* **Directions**:
Print the entries below in their entirety, exactly as they are written.

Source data
+ + + + +
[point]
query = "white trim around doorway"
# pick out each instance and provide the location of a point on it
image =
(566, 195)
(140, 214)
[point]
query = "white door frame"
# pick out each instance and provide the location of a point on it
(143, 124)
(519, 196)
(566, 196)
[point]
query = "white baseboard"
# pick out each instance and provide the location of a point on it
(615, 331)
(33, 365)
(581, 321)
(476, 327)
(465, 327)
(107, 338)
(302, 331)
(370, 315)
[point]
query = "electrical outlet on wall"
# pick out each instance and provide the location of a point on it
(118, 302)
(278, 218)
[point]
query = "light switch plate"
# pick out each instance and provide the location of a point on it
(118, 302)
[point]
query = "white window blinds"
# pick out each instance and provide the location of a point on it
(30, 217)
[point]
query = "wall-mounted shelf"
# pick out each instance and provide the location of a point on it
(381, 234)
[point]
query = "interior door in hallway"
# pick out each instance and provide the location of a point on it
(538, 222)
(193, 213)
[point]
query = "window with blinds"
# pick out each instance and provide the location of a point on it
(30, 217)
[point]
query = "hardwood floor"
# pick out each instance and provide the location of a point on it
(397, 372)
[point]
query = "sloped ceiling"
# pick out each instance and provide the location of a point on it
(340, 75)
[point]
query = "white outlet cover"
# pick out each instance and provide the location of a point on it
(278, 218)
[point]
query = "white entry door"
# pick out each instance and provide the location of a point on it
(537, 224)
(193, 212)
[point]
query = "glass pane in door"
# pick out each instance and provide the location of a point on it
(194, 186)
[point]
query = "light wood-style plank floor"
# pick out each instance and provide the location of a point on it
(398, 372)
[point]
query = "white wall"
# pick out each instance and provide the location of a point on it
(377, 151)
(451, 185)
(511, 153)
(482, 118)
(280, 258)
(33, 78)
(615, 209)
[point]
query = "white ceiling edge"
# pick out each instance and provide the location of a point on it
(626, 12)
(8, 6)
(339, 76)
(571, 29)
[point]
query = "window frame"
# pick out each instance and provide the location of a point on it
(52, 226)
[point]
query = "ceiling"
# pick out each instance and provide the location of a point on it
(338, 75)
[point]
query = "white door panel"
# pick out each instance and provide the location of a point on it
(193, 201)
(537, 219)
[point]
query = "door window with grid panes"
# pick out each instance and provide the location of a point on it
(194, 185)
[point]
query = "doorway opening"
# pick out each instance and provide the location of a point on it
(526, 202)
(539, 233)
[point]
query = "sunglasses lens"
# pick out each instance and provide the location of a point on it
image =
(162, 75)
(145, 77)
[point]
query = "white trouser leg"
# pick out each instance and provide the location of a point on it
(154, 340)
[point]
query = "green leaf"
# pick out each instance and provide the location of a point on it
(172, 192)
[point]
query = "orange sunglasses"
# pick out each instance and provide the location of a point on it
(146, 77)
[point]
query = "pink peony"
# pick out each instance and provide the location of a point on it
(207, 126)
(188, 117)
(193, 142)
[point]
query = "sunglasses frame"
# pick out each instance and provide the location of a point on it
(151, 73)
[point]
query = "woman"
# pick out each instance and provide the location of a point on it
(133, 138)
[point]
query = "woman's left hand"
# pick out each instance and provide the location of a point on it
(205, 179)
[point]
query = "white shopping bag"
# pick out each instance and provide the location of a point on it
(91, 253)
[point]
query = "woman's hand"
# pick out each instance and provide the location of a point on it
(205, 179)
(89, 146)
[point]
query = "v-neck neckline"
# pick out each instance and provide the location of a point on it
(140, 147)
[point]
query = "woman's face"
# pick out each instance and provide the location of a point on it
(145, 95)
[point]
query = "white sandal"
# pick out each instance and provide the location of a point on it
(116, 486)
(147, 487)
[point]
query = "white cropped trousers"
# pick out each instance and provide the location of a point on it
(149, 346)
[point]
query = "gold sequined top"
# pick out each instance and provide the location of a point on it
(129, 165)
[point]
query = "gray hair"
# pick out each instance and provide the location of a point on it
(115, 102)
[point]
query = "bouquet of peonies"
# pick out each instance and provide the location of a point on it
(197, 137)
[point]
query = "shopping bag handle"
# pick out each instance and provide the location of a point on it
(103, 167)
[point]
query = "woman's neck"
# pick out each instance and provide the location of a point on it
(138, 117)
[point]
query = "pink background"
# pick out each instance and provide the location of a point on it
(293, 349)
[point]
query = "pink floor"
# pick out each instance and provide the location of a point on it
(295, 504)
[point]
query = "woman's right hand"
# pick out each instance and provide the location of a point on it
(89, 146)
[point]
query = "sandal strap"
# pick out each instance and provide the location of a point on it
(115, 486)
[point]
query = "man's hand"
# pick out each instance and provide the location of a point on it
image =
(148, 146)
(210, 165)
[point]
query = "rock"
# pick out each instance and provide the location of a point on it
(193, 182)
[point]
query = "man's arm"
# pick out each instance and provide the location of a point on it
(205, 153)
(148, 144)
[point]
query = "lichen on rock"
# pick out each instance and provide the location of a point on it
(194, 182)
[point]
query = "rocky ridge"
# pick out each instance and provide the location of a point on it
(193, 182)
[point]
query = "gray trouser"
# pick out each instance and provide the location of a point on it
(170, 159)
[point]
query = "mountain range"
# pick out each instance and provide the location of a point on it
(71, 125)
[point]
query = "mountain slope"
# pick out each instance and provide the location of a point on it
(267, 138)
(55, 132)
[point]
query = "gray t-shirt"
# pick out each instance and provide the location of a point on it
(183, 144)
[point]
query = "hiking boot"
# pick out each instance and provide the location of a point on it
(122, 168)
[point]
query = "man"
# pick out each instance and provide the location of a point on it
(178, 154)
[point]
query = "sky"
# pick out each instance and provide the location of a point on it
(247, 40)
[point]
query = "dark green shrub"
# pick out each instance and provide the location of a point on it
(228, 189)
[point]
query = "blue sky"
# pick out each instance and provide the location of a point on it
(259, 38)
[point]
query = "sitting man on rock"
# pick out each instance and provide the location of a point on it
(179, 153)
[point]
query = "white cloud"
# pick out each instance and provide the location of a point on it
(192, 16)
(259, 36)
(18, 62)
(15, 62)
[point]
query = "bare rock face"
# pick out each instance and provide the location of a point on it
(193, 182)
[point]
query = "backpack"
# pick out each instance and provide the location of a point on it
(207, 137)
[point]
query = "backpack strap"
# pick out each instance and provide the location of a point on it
+ + + + +
* **Response below**:
[point]
query = "white trim around doorway"
# pick out each instance and provide the location of a point on it
image =
(566, 195)
(140, 214)
[point]
query = "white door frame"
# pick out each instance and provide the location of a point on it
(143, 124)
(519, 196)
(566, 196)
[point]
query = "white baseboard"
# pick out each instance and provide the location of a point on it
(615, 331)
(33, 365)
(581, 321)
(476, 327)
(465, 327)
(107, 338)
(302, 331)
(370, 315)
[point]
query = "electrical outlet on wall"
# pick out each instance and provide the location of a point on it
(118, 302)
(278, 218)
[point]
query = "light switch plate"
# pick out each instance and provide the location of a point on it
(118, 302)
[point]
query = "white window blinds"
# pick out each instance and provide the location of a point on it
(30, 217)
[point]
query = "wall-mounted shelf"
# pick out each instance and provide the location of a point on it
(381, 234)
[point]
query = "interior door in hallway"
# pick out each instance and provide the location of a point on it
(538, 222)
(193, 213)
[point]
query = "window with blinds"
# pick out each instance and provide the location of a point on it
(30, 217)
[point]
query = "hardwood floor"
# pick out each instance and provide the location of a point on it
(397, 372)
[point]
query = "sloped ceiling"
# pick out each instance and provide the location of a point on it
(340, 75)
[point]
query = "white outlet cover"
# pick out each instance and provide the location of a point on it
(278, 218)
[point]
query = "white entry door"
# pick out each instance and provide the location of a point on it
(537, 224)
(193, 212)
[point]
query = "glass pane in door"
# pick out each instance and provide the location of a point on it
(194, 186)
[point]
query = "light wood-style plank floor"
# pick out each instance and provide the location of a point on it
(398, 372)
[point]
query = "white wall"
# pick out each instance and provide the location of a point on it
(377, 151)
(451, 185)
(511, 153)
(482, 118)
(280, 258)
(33, 78)
(615, 209)
[point]
query = "white ceiling edge"
# pick out each instance and provide the location of a point on it
(626, 12)
(8, 6)
(339, 76)
(571, 29)
[point]
query = "window frame"
# pick out each instance and provide the location of a point on it
(52, 226)
[point]
query = "ceiling"
# pick out each instance and provide the location of a point on it
(338, 75)
[point]
query = "white door panel"
# pick out each instance and provide the location of a point on it
(193, 201)
(537, 219)
[point]
query = "door window with grid panes"
# pick out each instance and provide the location of a point on it
(194, 185)
[point]
query = "doorway opening"
# pick out each instance and provide the location of a point on it
(526, 202)
(539, 233)
[point]
query = "sunglasses lens"
# pick out each instance and provide the location of a point on it
image =
(162, 75)
(145, 77)
[point]
query = "white trouser leg"
# pick out each instance and provide the location of a point on it
(154, 340)
[point]
query = "green leaf"
# pick out each instance and provide the location of a point on it
(172, 192)
[point]
query = "orange sunglasses"
# pick out each instance and provide the location of a point on it
(146, 77)
[point]
query = "pink peony"
# pick out each instance and provide the location of a point on it
(207, 126)
(188, 117)
(193, 142)
[point]
query = "sunglasses frame"
# pick out each instance and provide the location of a point on it
(151, 73)
[point]
query = "woman"
# pick out each instance and provide the location of a point on it
(133, 138)
[point]
query = "woman's left hand"
# pick out each instance and provide the location of a point on it
(205, 179)
[point]
query = "white shopping bag"
# pick out each instance and provide the location of a point on it
(91, 253)
[point]
query = "woman's hand"
# pick out each instance and provide the location of a point on it
(205, 179)
(89, 146)
[point]
query = "v-neck neckline"
# pick out each instance and provide the location of a point on it
(140, 147)
[point]
query = "woman's face"
# pick out each instance and provide the location of a point on it
(145, 95)
[point]
query = "white sandal"
# pick out each instance and provide the location of a point on it
(116, 486)
(147, 487)
[point]
query = "white cropped trousers"
# pick out each instance and provide the location of a point on it
(149, 346)
[point]
query = "gold sequined top"
# pick out each instance and provide the location of a point on it
(129, 165)
[point]
query = "gray hair"
# pick out each instance and provide the location of a point on it
(115, 102)
[point]
query = "bouquet of peonies"
# pick out each instance and provide the location of a point on it
(197, 137)
[point]
query = "shopping bag handle"
# pick out each instance and provide the location of a point on it
(103, 167)
[point]
query = "woman's neck"
# pick out each instance and provide the location of a point on it
(138, 117)
[point]
query = "pink background"
# pick out each instance and provide the location of a point on it
(293, 349)
[point]
query = "pink floor"
# pick out each instance and provide the location of a point on it
(295, 504)
[point]
query = "woman's right hand"
# pick out each instance and provide the location of a point on it
(89, 146)
[point]
query = "sandal strap"
# pick out each instance and provide the location of a point on it
(115, 486)
[point]
query = "man's hand"
# pick out each instance and provide the location of a point on it
image =
(148, 146)
(210, 165)
[point]
query = "rock"
# pick out each instance and provide the location of a point on it
(193, 182)
[point]
query = "man's arm"
# pick out each instance and provide the location of a point on it
(205, 153)
(148, 144)
[point]
query = "lichen on rock"
# pick out each instance and provide the location of a point on it
(194, 182)
[point]
query = "rocky ridge"
# pick out each instance and provide the location of a point on it
(193, 182)
[point]
query = "gray trouser"
# pick out each instance and provide the location of a point on it
(170, 159)
[point]
query = "mountain range"
# pick out each instance and provide the location of a point on it
(71, 125)
[point]
query = "mountain slope"
# pick out each instance and provide the location of a point on it
(267, 138)
(55, 132)
[point]
query = "gray t-shirt"
# pick out each instance and provide the location of a point on it
(183, 144)
[point]
query = "hiking boot"
# pick out each instance and provide the location of a point on it
(122, 168)
[point]
query = "man"
# pick out each instance and provide the location of a point on it
(178, 154)
[point]
query = "sky"
# pick out each instance and provide the location of a point on it
(247, 40)
[point]
query = "dark green shrub"
# pick out each instance and provide the location of a point on it
(228, 189)
[point]
query = "blue sky"
# pick out each instance and provide the location of a point on it
(259, 38)
[point]
query = "sitting man on rock"
# pick out each instance and provide the location of a point on it
(179, 153)
[point]
query = "white cloud"
# pick out each instance and provide the location of a point on it
(192, 16)
(259, 36)
(18, 62)
(15, 62)
[point]
query = "bare rock face"
# pick out each instance and provide the location of a point on it
(193, 182)
[point]
query = "backpack"
# pick out each instance and provide the location of a point on it
(207, 137)
[point]
query = "backpack strap"
# pick out each instance and provide the location of a point on it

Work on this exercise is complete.